=== EXERCISE AIM ===
Your response must consist of the listing below, repeated exactly.

=== DATA TO PROCESS ===
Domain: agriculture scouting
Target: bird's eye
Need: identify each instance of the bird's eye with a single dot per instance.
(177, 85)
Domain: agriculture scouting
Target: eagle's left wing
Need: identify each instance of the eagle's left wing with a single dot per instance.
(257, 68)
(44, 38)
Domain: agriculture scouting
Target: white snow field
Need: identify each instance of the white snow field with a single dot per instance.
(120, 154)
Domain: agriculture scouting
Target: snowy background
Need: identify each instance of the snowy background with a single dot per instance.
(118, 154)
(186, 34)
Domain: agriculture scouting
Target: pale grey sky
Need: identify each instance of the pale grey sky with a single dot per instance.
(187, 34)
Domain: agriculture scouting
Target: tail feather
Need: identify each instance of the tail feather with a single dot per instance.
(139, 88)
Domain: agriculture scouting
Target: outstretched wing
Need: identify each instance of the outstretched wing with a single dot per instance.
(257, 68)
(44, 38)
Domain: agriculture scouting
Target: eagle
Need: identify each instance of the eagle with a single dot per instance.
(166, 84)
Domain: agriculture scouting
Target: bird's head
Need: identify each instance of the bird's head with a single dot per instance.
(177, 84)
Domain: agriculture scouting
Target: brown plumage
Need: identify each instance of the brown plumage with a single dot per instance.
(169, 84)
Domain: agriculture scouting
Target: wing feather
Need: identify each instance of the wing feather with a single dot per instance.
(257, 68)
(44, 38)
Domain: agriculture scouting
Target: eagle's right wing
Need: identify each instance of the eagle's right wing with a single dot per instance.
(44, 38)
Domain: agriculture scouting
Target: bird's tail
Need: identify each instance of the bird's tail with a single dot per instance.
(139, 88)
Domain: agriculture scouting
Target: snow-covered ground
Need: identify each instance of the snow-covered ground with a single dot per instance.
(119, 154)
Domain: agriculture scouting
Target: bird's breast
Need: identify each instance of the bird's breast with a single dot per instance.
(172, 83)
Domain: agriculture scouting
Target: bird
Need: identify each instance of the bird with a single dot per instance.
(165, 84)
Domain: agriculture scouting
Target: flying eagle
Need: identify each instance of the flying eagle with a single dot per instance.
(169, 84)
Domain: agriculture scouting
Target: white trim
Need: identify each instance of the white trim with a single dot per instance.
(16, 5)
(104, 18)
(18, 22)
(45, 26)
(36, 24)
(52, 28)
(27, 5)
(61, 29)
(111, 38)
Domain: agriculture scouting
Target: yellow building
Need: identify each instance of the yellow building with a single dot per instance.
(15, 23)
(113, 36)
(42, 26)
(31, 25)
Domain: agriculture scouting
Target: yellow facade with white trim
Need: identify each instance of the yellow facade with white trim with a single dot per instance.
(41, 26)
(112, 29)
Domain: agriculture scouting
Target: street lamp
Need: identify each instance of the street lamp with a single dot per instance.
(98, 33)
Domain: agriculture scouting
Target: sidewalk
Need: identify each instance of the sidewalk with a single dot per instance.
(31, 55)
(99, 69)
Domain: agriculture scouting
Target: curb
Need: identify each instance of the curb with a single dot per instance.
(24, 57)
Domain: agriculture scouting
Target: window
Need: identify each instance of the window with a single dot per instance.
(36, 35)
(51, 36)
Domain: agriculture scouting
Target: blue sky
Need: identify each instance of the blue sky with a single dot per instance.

=== ANSWER BOX ===
Domain: agriculture scouting
Target: bird's eye
Need: identify each instance of the bird's eye with a single dot per instance.
(177, 85)
Domain: agriculture scouting
Target: eagle's left wing
Need: identify each instance of the eagle's left wing with a single dot per instance.
(257, 68)
(44, 38)
Domain: agriculture scouting
Target: white snow field
Need: identify each instance of the white snow field with a single dot per instance.
(120, 154)
Domain: agriculture scouting
Target: snowy background
Need: identify each instance of the snowy background with a single dot per instance.
(118, 154)
(186, 34)
Domain: agriculture scouting
Target: pale grey sky
Need: identify each instance of the pale grey sky with a single dot per instance.
(187, 34)
Domain: agriculture scouting
Target: tail feather
Need: identify each instance of the tail feather with a single dot per instance.
(139, 88)
Domain: agriculture scouting
Target: outstretched wing
Need: identify each instance of the outstretched wing with a single dot per instance.
(257, 68)
(44, 38)
Domain: agriculture scouting
Target: eagle
Need: identify each instance of the eagle with a single dot per instance.
(166, 84)
Domain: agriculture scouting
Target: bird's head
Need: identify each instance of the bird's head with a single dot per instance.
(177, 84)
Domain: agriculture scouting
Target: brown plumage
Need: identify each instance of the brown plumage with a single dot per instance.
(169, 84)
Domain: agriculture scouting
Target: wing feather
Need: identify each instance of the wing feather with a single dot per instance.
(257, 68)
(44, 38)
Domain: agriculture scouting
Target: eagle's right wing
Need: identify each instance of the eagle's right wing with a single dot per instance.
(44, 38)
Domain: agriculture scouting
Target: bird's tail
Need: identify each instance of the bird's tail with a single dot per instance.
(139, 88)
Domain: agriculture scouting
Target: snow-covered ground
Need: identify each instance of the snow-covered ground with a single dot per instance.
(119, 154)
Domain: agriculture scouting
Target: bird's breast
Need: identify each instance of the bird's breast with a single dot per instance.
(172, 83)
Domain: agriculture scouting
Target: bird
Need: identify each instance of the bird with a single dot per instance.
(165, 84)
Domain: agriculture scouting
Target: flying eagle
Need: identify each instance of the flying eagle with a single dot per instance.
(169, 84)
Domain: agriculture scouting
Target: white trim
Need: identify each instance of the white trim with a single dot per instance.
(16, 5)
(104, 18)
(18, 22)
(45, 26)
(36, 24)
(52, 28)
(27, 5)
(61, 29)
(111, 38)
Domain: agriculture scouting
Target: yellow building
Need: identify each instance of the yellow building with a single dot per instance.
(15, 23)
(113, 36)
(42, 26)
(31, 25)
Domain: agriculture scouting
Target: yellow facade with white trim
Need: identify each instance of the yellow facade with white trim with a single dot per instance.
(41, 26)
(112, 29)
Domain: agriculture scouting
Target: street lamp
Need: identify each instance of the street lamp with a single dot per instance.
(98, 33)
Domain: agriculture scouting
Target: sidewalk
Need: identify each instance of the sidewalk with a single dot per instance.
(31, 55)
(99, 69)
Domain: agriculture scouting
Target: curb
Need: identify each instance of the curb with a single dot per instance.
(24, 57)
Domain: agriculture scouting
Target: window
Need: identify each instance of the window with a single dot per instance.
(36, 35)
(51, 36)
Domain: agriculture scouting
Target: blue sky
Need: identify each instance of the blue sky with a single dot per instance.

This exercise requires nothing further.